**ABOUT THIS TASK**
Return exactly the span of lines in the following data that opens with the line containing "pixel 672 524" and closes with the line containing "pixel 255 13". Include nothing else.

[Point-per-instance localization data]
----

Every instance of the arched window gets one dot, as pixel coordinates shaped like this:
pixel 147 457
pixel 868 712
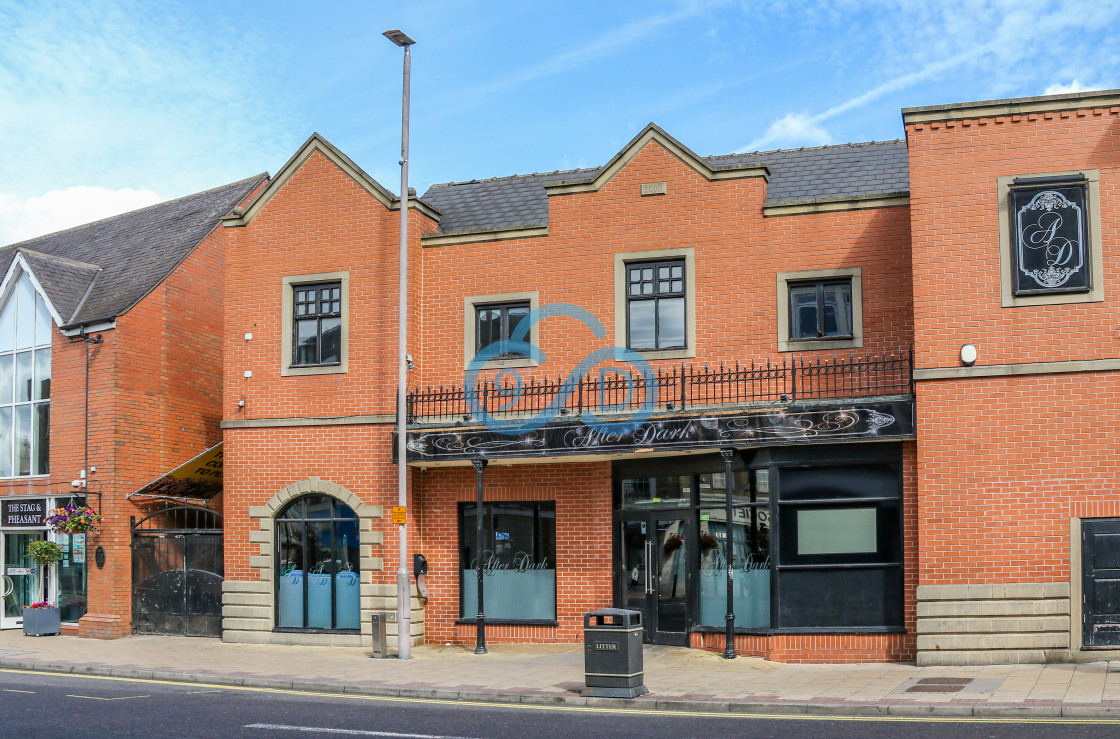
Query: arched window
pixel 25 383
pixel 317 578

----

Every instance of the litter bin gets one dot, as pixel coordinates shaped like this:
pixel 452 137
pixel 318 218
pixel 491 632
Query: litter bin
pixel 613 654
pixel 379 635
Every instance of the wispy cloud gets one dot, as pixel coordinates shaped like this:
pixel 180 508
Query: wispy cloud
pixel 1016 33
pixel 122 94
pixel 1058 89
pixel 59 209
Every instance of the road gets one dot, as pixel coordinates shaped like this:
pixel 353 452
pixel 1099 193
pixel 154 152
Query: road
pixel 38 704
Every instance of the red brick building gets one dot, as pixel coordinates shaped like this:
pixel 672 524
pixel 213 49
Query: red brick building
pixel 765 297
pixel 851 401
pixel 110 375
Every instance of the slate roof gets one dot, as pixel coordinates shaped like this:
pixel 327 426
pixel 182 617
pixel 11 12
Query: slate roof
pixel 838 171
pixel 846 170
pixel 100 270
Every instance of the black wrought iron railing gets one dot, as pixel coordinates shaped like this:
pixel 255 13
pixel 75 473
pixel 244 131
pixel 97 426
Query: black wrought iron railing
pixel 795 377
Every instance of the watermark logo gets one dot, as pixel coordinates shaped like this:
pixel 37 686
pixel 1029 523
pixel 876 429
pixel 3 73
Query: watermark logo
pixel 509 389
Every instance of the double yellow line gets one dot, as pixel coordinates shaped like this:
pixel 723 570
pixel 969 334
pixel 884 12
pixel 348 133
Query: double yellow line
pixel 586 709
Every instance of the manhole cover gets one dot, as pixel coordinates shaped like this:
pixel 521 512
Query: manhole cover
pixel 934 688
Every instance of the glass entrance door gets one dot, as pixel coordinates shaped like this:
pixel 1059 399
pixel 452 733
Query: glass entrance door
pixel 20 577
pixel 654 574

----

**RESPONSE TO THE EXERCISE**
pixel 672 524
pixel 213 49
Query: red brick building
pixel 765 297
pixel 851 401
pixel 110 375
Every instance of the slate roof gets one dot, as pixel coordinates shaped like this:
pixel 327 426
pixel 182 617
pixel 11 12
Query: slate roof
pixel 838 171
pixel 846 170
pixel 100 270
Every instance of the black wrought iron railing gets one dot, as pixel coordinates shaped like this:
pixel 255 13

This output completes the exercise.